__Document section__
* begin *

George Ellis: You stated in your book that Miles Davis made an observation about people playing too many notes, and the space between the notes being important. The space between the notes is a field of silence and a junction point between notes and impulses of thought. Could you elaborate on this insight in the context of meditation?

Paul Horn: It’s a paradox: we are given all this energy, we are given a mind which can think, ponder, try to understand, and the questions that arise in the mind result in an internal dialogue almost continuously in our life.

The great value of the TM technique is that it gives me the experience of silence, and through my studies with Maharishi, I gained the intellectual interpretation of the silence and the process of transcending. The test for evaluating the benefits of transcending is not what experiences you have in your meditation, but how your life is going, and then you will see the value of TM. We come to see the real value is that you get out of the way, and let it happen without effort.

You experience the silence, and in that silence when the mind can be still, even for a few seconds, we transcend, and that experience is a personal experience; it is the experience of deep silence where all the potential is located—the field of unlimited potentiality.

“The test for evaluating the benefits of transcending is not what experiences you have in your meditation, but how your life is going.” —Paul Horn

George Ellis: I am wondering how you correlate your experience in music and your meditation, particularly the concept of experiencing the space between notes. For example, you started playing the piano at four years old, and throughout your life before learning TM, music must have given you some experiences and insight into this transcendental experience. Is that correct?

Paul Horn: Certainly I did not view it that way or think in those terms when I was four, or many years after that, but that is right—the experience of being quiet.

George Ellis: I read your beautiful book, Inside Paul Horn: The Spiritual Odyssey of a Universal Traveler, and you say: “We are traveling in historical time, from the present to the distant past. We are traveling inwardly as well, through the music of meditation.” In the book you tell the story of your own life and journey. Could you share the essence of what you expressed in that book? What were you trying to communicate to the reader?

Paul Horn: Music is organized sound. Sound is the basis of creation. The whole universe is comprised of sound. Music, being organized sound, is the vehicle through which you travel as a musician—and everyone relates to music in whatever way. Our essence is sound, the vibration, which is music—organized sound, organized vibration.

* end *

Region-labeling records
* begin *

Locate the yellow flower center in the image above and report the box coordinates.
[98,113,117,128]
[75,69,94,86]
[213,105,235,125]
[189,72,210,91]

* end *

__Stated task A__
Repeat the passage from the interview on music and meditation starting at "George Ellis: I read" and ending at "sound, organized vibration.".
__Stated task B__
Carry on the interview on music and meditation from the point where it stops, not the data.

__Exercise output A__
George Ellis: I read your beautiful book, Inside Paul Horn: The Spiritual Odyssey of a Universal Traveler, and you say: “We are traveling in historical time, from the present to the distant past. We are traveling inwardly as well, through the music of meditation.” In the book you tell the story of your own life and journey. Could you share the essence of what you expressed in that book? What were you trying to communicate to the reader?

Paul Horn: Music is organized sound. Sound is the basis of creation. The whole universe is comprised of sound. Music, being organized sound, is the vehicle through which you travel as a musician—and everyone relates to music in whatever way. Our essence is sound, the vibration, which is music—organized sound, organized vibration.

__Exercise output B__
“I believe the value of music is that it allows us to transcend the thinking process. If you really get into the music, people have a transcendental experience.” —Paul Horn

In all the travels I have done, I do not think I have met anyone who does not enjoy music in some form because it is in our basic nature; it is what we are composed of—sound. I believe the value of music is that it allows us to transcend the thinking process. If you really get into the music, people have a transcendental experience; they lose themselves for a few seconds, maybe a few minutes, maybe even longer, and that is silence.

People who practice the TM technique are comfortable with that silence, but normally most people do not experience it from the time they wake up in the morning until the time they become unconscious at night, and place the head on the pillow. There is always motion, thought, or something going on. We need to get to a point where we can experience deep silence…

Going into the Quiet

This field of inner silence is where a person’s true Self resides, and he or she experiences their greatness, if you will—it is the gift of life, the great mystery, which is life. We need to stand still, be quiet, and let these feelings emerge, and appreciate and value them.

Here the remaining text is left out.